Dataset excerpts

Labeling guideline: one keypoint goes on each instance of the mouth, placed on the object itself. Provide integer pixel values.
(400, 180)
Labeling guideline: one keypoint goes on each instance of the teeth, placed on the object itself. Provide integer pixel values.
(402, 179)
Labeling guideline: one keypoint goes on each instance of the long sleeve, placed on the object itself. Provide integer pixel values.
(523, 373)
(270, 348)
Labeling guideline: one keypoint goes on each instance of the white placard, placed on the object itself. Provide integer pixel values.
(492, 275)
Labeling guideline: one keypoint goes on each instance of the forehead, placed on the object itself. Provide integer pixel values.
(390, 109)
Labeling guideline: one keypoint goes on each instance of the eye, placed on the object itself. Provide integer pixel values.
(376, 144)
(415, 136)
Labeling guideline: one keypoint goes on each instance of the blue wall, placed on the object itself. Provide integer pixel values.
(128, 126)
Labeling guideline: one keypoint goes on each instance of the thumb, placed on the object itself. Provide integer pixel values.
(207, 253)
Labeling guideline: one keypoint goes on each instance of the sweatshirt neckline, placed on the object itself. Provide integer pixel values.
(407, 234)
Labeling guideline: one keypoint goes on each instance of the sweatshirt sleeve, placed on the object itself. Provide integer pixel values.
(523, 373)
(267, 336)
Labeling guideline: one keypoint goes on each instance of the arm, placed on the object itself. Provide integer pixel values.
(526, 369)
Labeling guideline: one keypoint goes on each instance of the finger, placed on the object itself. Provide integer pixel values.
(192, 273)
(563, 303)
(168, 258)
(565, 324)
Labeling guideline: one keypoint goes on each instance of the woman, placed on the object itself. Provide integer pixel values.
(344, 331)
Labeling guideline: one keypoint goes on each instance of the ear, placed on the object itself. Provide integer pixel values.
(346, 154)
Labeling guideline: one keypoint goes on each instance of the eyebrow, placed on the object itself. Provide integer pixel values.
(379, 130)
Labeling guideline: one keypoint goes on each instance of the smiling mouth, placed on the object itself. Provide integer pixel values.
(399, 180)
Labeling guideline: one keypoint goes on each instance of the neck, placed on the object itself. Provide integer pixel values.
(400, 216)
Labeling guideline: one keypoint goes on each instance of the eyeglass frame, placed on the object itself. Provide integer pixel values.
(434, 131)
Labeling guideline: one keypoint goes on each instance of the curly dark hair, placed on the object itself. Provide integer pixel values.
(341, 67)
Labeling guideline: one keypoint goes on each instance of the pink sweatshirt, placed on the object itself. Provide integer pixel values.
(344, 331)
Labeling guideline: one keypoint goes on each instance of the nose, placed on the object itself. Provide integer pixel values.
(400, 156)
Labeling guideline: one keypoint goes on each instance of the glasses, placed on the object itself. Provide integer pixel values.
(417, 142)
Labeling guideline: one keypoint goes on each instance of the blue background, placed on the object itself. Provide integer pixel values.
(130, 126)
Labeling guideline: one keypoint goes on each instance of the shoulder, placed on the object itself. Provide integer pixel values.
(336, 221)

# Task requirements
Every record above is to be copied out exactly.

# Solution to the problem
Labeling guideline: one keypoint goes on each instance of the mouth, placed on the object itself. Provide integer pixel values.
(400, 180)
Labeling guideline: one keypoint goes on each instance of the teeth, placed on the object itself. Provide integer pixel values.
(402, 179)
Labeling guideline: one keypoint goes on each instance of the long sleeve, placed on the object itself. Provide integer pixel values.
(523, 373)
(270, 348)
Labeling guideline: one keypoint goes on each instance of the white placard, placed on the object itself. Provide integer pixel values.
(492, 275)
Labeling guideline: one keypoint goes on each instance of the forehead, placed on the object itself. Provide integer pixel values.
(390, 109)
Labeling guideline: one keypoint goes on each instance of the eye, placed on the object itself. Provide integer pixel values.
(376, 144)
(415, 136)
Labeling guideline: one keypoint goes on each instance of the blue wall, placed on the object itself. Provide integer pixel values.
(128, 126)
Labeling guideline: one keypoint goes on each instance of the thumb, placed on the object itself. Provide integer pixel values.
(207, 253)
Labeling guideline: one keypoint goes on each instance of the sweatshirt neckline, placed on the object itself. Provide integer pixel values.
(407, 234)
Labeling guideline: one keypoint goes on each instance of the sweatshirt sleeve, placed on the object itself. Provide integer pixel values.
(523, 373)
(267, 336)
Labeling guideline: one keypoint goes on each instance of the arm, placed on the object itself. Provide integer pixel values.
(526, 369)
Labeling guideline: one keypoint goes on each instance of the finger, placed on the object itself. Provide integer pixel values.
(192, 273)
(563, 303)
(168, 258)
(565, 324)
Labeling guideline: one keypoint goes on each instance of the woman, placed on the object itself. Provide integer pixel values.
(344, 331)
Labeling guideline: one keypoint goes on each instance of the ear, placed on the object itself. Provide integer pixel values.
(346, 154)
Labeling guideline: one keypoint goes on each instance of the eyebrow, placed on the object itself. Provide integer pixel values.
(379, 130)
Labeling guideline: one keypoint goes on each instance of the smiling mouth, placed on the object itself. Provide integer pixel values.
(399, 180)
Labeling guideline: one keypoint goes on each instance of the neck, placed on the object itself. Provide integer pixel values.
(400, 216)
Labeling guideline: one keypoint goes on each instance of the eyeglass frame, placed on the object itself. Provide integer pixel values.
(434, 131)
Labeling guideline: one keypoint goes on each instance of the curly dark hair, placed on the object itself. Provide integer pixel values.
(341, 67)
Labeling guideline: one keypoint goes on each instance of the pink sweatshirt, placed on the object itself. Provide integer pixel values.
(344, 331)
Labeling guideline: one keypoint goes on each instance of the nose, placed on the object itself. Provide integer pixel values.
(400, 156)
Labeling guideline: one keypoint goes on each instance of the glasses, placed on the object itself. Provide integer pixel values.
(417, 142)
Labeling guideline: one keypoint goes on each instance of the blue background, placed on the object itself. Provide integer pixel values.
(130, 126)
Labeling guideline: one keypoint goes on each instance of the shoulder, placed on the object itself. Provide integer pixel values.
(336, 221)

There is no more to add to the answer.